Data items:
####################
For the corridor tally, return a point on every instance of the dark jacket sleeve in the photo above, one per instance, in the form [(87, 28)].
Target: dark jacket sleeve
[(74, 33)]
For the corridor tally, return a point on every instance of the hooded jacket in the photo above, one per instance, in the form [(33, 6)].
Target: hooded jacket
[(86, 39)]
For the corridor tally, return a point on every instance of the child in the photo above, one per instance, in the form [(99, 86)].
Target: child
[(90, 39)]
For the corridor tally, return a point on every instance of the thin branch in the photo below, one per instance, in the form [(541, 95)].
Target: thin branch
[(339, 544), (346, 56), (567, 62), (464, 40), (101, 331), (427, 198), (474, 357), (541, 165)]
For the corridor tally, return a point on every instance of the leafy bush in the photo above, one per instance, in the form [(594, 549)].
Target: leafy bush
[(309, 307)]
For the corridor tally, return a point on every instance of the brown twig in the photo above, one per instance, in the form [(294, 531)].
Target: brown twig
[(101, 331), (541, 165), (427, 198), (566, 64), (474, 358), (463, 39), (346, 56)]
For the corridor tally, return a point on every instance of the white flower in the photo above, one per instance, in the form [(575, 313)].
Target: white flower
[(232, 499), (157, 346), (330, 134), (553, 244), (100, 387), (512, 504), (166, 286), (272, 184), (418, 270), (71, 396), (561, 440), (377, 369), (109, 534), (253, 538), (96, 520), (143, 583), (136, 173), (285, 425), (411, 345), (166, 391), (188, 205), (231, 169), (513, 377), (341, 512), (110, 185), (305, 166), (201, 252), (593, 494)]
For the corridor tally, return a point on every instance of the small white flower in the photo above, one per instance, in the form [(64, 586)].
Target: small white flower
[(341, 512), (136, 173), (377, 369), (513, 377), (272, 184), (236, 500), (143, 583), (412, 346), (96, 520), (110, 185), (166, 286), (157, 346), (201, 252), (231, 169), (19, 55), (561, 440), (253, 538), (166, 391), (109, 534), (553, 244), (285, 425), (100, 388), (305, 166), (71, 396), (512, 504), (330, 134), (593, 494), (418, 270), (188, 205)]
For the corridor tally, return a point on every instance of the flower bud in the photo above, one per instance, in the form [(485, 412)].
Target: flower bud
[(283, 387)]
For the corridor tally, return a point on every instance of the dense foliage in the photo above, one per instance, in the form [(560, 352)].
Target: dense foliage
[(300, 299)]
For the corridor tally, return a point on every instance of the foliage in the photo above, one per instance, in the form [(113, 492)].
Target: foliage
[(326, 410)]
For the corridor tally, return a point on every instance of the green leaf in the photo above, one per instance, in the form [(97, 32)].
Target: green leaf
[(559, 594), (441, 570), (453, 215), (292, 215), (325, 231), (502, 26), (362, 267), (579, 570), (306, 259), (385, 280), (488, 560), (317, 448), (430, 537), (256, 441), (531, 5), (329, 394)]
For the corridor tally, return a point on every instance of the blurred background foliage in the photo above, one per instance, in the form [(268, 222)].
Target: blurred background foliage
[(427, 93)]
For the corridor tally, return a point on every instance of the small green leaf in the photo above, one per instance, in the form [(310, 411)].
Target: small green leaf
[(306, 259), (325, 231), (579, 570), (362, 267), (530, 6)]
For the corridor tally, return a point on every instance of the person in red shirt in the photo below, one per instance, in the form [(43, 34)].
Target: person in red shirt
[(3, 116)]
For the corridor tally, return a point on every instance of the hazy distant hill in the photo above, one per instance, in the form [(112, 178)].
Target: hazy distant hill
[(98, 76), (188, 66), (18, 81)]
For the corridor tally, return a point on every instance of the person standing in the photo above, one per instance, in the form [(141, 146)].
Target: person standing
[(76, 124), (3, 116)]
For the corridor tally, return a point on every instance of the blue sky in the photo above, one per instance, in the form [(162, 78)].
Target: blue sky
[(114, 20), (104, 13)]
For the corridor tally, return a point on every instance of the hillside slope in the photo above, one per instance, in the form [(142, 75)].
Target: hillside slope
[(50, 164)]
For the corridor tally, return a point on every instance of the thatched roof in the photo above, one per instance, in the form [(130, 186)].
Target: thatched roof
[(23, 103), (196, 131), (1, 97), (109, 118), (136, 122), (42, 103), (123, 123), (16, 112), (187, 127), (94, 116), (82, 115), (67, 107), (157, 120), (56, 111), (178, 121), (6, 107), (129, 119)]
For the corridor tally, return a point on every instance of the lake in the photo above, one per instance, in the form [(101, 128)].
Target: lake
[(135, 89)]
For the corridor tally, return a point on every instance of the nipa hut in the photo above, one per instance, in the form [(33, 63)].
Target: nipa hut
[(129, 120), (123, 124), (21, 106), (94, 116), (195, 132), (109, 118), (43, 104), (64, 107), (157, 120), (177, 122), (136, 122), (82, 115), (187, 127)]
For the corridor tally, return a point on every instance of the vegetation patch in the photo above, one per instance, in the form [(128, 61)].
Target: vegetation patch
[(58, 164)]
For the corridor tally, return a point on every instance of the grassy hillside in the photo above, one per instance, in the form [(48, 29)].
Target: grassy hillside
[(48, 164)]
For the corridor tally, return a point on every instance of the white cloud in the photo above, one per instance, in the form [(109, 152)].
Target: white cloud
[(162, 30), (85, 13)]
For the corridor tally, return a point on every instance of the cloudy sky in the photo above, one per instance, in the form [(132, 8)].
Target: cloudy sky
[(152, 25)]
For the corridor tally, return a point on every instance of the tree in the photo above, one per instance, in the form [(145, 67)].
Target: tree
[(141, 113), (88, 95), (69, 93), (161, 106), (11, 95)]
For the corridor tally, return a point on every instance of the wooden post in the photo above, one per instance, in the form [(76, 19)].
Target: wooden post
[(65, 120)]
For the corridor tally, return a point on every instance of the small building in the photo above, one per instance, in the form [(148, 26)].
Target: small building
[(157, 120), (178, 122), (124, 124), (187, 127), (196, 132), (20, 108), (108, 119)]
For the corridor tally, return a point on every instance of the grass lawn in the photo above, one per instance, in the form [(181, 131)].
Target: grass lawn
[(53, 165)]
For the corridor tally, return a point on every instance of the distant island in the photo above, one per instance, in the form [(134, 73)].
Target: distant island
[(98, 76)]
####################
■ What is needed
Your task is to repeat each line of the material exactly.

■ Task result
For the corridor tally, return a point on every instance of the dark jacket sleeve in the photo above, one per instance, in the form [(87, 28)].
Target: dark jacket sleeve
[(74, 33)]
For the corridor tally, return a point on every instance of the hooded jacket in the photo above, one per instance, in the form [(33, 6)].
Target: hooded jacket
[(86, 39)]
For the corridor tally, return a point on every instance of the child in the photo above, one per instance, in the form [(99, 86)].
Target: child
[(90, 39)]
For the corridor tally, return a point on every instance of the thin branch in the photo below, one per instance, in the form [(541, 95)].
Target: thin branch
[(339, 544), (346, 56), (567, 62), (464, 40), (101, 331), (427, 198), (474, 357), (541, 165)]
For the corridor tally, return a point on every instance of the leafy bush in the photo above, one per instance, in the form [(594, 549)].
Target: leafy bush
[(309, 307)]
For the corridor tally, return a point on every instance of the brown twig in the photo above, one per instance, in the form [(294, 531)].
Target: brown twig
[(101, 331), (541, 165), (427, 198), (566, 64), (474, 358), (463, 39), (346, 56)]
For the corridor tally, return a point on every instance of the white flower in the photo above, one per instance, in the form [(575, 313)].
Target: white flower
[(232, 499), (157, 346), (330, 134), (553, 244), (100, 387), (512, 504), (166, 286), (272, 184), (418, 270), (71, 396), (561, 440), (377, 369), (109, 534), (253, 538), (96, 520), (143, 583), (136, 173), (285, 425), (411, 345), (166, 391), (188, 205), (231, 169), (513, 377), (341, 512), (110, 185), (305, 166), (201, 252), (593, 494)]
For the corridor tally, return a point on every instance of the small white flower in the photo above, one per instance, in the form [(64, 586)].
Target: small white flower
[(341, 512), (136, 173), (377, 369), (513, 377), (272, 184), (236, 500), (143, 583), (412, 346), (96, 520), (110, 185), (166, 286), (157, 346), (201, 252), (231, 169), (19, 55), (561, 440), (253, 538), (166, 391), (109, 534), (553, 244), (285, 425), (100, 388), (305, 166), (71, 396), (512, 504), (330, 134), (593, 494), (418, 270), (188, 205)]
For the corridor tally, return a point on every instance of the flower bud in the photo above, one per instance, in the form [(485, 412)].
Target: flower bud
[(283, 387)]
For the corridor tally, return a point on every instance of the dense foliage in the photo above, one per instance, in the form [(560, 352)].
Target: dense foliage
[(300, 299)]
For the corridor tally, return a point on every instance of the foliage in the photo above, one per instance, in the form [(113, 492)].
Target: foliage
[(326, 410)]
For the corridor tally, return a point on every instance of the green leaf in the photo above, one per instance, in the form [(97, 32)].
Target: green leaf
[(559, 594), (441, 570), (453, 215), (292, 215), (325, 231), (502, 26), (362, 267), (579, 570), (306, 259), (385, 280), (488, 560), (317, 448), (430, 537), (256, 441), (531, 5), (329, 394)]
For the corridor tally, return a point on every instance of the blurred background foliage in the photo above, one per instance, in the form [(268, 222)].
Target: blurred background foliage
[(427, 93)]
For the corridor tally, return a point on every instance of the small green leaf in the photo above, one per instance, in the form [(310, 411)].
Target: small green leaf
[(306, 259), (325, 231), (579, 570), (362, 267), (530, 6)]
For the corridor tally, return a point on every instance of the person in red shirt in the photo below, one per instance, in the form [(43, 34)].
Target: person in red shirt
[(3, 116)]
For the corridor tally, return a point on every instance of the hazy distant hill in the photo above, one per instance, in the form [(112, 178)].
Target: hazy distant hill
[(98, 76), (188, 66), (18, 81)]
For the corridor tally, return a point on every instance of the person standing in the photo above, one per instance, in the form [(141, 146)].
Target: person standing
[(76, 124), (3, 116)]
For the corridor tally, return a point on every instance of the blue sky in the photo above, one per instance, in the form [(162, 78)].
Target: blue sky
[(114, 20), (104, 13)]
For the corridor tally, return a point on every instance of the hillside slope in the photo above, one per instance, in the form [(142, 75)].
Target: hillside slope
[(50, 164)]
For the corridor tally, return a point on every instance of the thatched roof in the photo above, one per instance, in the form [(130, 186)].
Target: thatched roof
[(23, 103), (196, 131), (1, 97), (109, 118), (136, 122), (42, 103), (123, 123), (16, 112), (187, 127), (94, 116), (82, 115), (67, 107), (157, 120), (56, 111), (178, 121), (6, 107), (129, 119)]
For the corridor tally, return a point on every instance of the lake in the photo above, one per instance, in the form [(101, 128)].
Target: lake
[(135, 89)]
For the corridor tally, return a point on every instance of the nipa hut in the photo above, one per instance, in the form [(33, 63)].
Target: nipa hut
[(129, 120), (123, 124), (21, 106), (94, 116), (195, 132), (109, 118), (43, 104), (64, 107), (157, 120), (177, 122), (136, 122), (82, 115), (187, 127)]
For the corridor tally, return a point on every instance of the vegetation patch in the photo above, one per instance, in the form [(128, 61)].
Target: vegetation patch
[(58, 164)]
For the corridor tally, return a point on every instance of the grassy hillside in the photo above, one per instance, in the form [(48, 29)].
Target: grassy hillside
[(48, 164)]
For the corridor tally, return a point on every instance of the white cloud in the photo above, one per instance, in the form [(109, 152)].
Target: white cloud
[(162, 30), (85, 13)]
For the corridor tally, return a point on every instance of the cloudy sky in the photo above, one per instance, in the form [(132, 8)].
Target: cloudy sky
[(152, 25)]
For the corridor tally, return a point on every instance of the tree in the photo above, one per instance, in the form [(145, 67)].
Target: tree
[(141, 113), (88, 95), (69, 93), (161, 106), (11, 95)]
For the corridor tally, return a point on every instance of the wooden post in the photo above, one per instance, in the form [(76, 19)].
Target: wooden post
[(65, 120)]
For the corridor tally, return a point on every instance of the small building in the photo above, one per instance, in the form [(148, 26)].
Target: small building
[(157, 120), (178, 122), (124, 124), (187, 127), (196, 132), (20, 108), (108, 119)]
For the corridor tally, return a point on every instance of the grass lawn in the photo above, one per instance, in the form [(181, 131)].
Target: grass lawn
[(53, 165)]
For the corridor tally, return a point on every instance of the distant island in the photo above, one per instance, in the form [(134, 73)].
Target: distant island
[(98, 76)]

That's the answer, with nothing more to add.